• **Exercise description**:
Answer from the Little Saigon passage:
(a) By what vote did the San Jose City Council rescind the "Saigon Business District" name?
(b) What share of San Jose's population were Vietnamese residents as of the 2010 U.S. Census?
(c) Which road forms the western boundary of Little Saigon?

• **Selected excerpt**:
The fight lasted months. In November 2007, the San Jose City Council voted 8-3 to name the Vietnamese commercial district on Story Road the "Saigon Business District" -- a compromise proposed by council member Madison Nguyen. The community did not want a compromise. More than a thousand people packed a public meeting the following March, and activist Ly Tong staged a hunger strike at City Hall. By the time the council voted 11-1 to rescind the name, the neighborhood had already proven the point: this was Little Saigon, and the people who built it would decide what to call it.
San Jose has more Vietnamese residents than any single city outside of Vietnam -- over 180,000 people as of the 2010 U.S. Census, roughly 10.6 percent of the city's population. That concentration is not accidental. After the fall of Saigon in 1975, waves of refugees settled in the South Bay, drawn by the mild climate, available jobs, and the pull of family networks that grew stronger with each arriving generation. Little Saigon's epicenter is Story Road in East San Jose, where Grand Century Mall and Vietnam Town anchor a corridor of restaurants, grocery stores, Buddhist temples, and businesses that stretches between Interstate 280 to the north and Highway 101 to the east. Senter Road forms the western boundary; Owsley Avenue roughly marks the southern edge. It is one of the largest Little Saigons in the world, rivaled only by the one in Orange County.
Two of the most recognizable Vietnamese restaurant chains in America started here. Lee's Sandwiches, the banh mi chain that now operates dozens of locations, opened its first shop in San Jose. So did Pho Hoa, the pho restaurant franchise that spread to cities across North America and beyond. These are not footnotes in a business directory -- they reflect a community large enough and confident enough to support culinary institutions that eventually went national. Walk Story Road today and the choices multiply in every direction: pho houses where the broth simmers overnight, bakeries selling che and moon cakes, herbal medicine shops, and jewelers catering to families preparing for weddings and Tet celebrations. The annual Tet festival -- Vietnamese New Year -- fills Little Saigon with dragon dances, firecrackers, and crowds that spill across multiple blocks.

Referring expression data:
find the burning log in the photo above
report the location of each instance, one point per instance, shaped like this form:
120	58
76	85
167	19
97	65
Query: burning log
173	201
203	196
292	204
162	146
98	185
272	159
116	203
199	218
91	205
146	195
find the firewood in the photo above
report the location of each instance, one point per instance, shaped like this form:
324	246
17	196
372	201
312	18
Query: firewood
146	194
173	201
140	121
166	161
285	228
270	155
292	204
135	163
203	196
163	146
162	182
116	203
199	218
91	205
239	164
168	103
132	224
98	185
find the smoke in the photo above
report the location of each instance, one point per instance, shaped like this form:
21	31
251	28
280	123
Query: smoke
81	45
==
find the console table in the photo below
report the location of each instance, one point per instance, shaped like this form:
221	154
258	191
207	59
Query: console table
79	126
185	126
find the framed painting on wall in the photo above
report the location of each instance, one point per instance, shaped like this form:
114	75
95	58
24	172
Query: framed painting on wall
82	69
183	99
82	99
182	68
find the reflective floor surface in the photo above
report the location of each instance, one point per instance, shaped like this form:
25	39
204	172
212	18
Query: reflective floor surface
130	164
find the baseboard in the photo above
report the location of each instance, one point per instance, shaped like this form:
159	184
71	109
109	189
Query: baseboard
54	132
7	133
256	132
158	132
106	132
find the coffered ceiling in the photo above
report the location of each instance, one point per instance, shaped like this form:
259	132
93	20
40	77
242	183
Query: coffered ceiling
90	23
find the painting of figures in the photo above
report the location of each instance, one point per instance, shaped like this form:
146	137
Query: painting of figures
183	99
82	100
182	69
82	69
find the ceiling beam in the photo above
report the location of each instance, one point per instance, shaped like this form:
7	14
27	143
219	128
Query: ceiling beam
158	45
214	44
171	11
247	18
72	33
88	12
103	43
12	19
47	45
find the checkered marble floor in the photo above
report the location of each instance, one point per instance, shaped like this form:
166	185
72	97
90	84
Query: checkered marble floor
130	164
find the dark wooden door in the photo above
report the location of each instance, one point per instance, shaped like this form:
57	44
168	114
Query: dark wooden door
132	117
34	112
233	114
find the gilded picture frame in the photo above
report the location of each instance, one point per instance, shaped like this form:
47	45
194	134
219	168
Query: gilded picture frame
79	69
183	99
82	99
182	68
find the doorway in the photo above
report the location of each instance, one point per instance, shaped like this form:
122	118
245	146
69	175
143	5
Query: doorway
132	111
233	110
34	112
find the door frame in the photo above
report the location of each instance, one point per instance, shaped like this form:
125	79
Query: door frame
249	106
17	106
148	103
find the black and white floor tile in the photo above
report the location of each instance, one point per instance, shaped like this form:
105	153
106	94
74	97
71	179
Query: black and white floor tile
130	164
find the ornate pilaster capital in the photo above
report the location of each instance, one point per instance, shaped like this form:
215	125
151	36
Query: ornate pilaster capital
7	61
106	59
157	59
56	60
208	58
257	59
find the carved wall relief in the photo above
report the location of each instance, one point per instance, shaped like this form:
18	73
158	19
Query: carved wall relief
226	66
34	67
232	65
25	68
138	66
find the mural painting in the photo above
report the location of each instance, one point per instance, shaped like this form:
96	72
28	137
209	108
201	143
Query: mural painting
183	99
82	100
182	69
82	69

• **Solution for this problem**:
(a) 11-1
(b) Roughly 10.6 percent
(c) Senter Road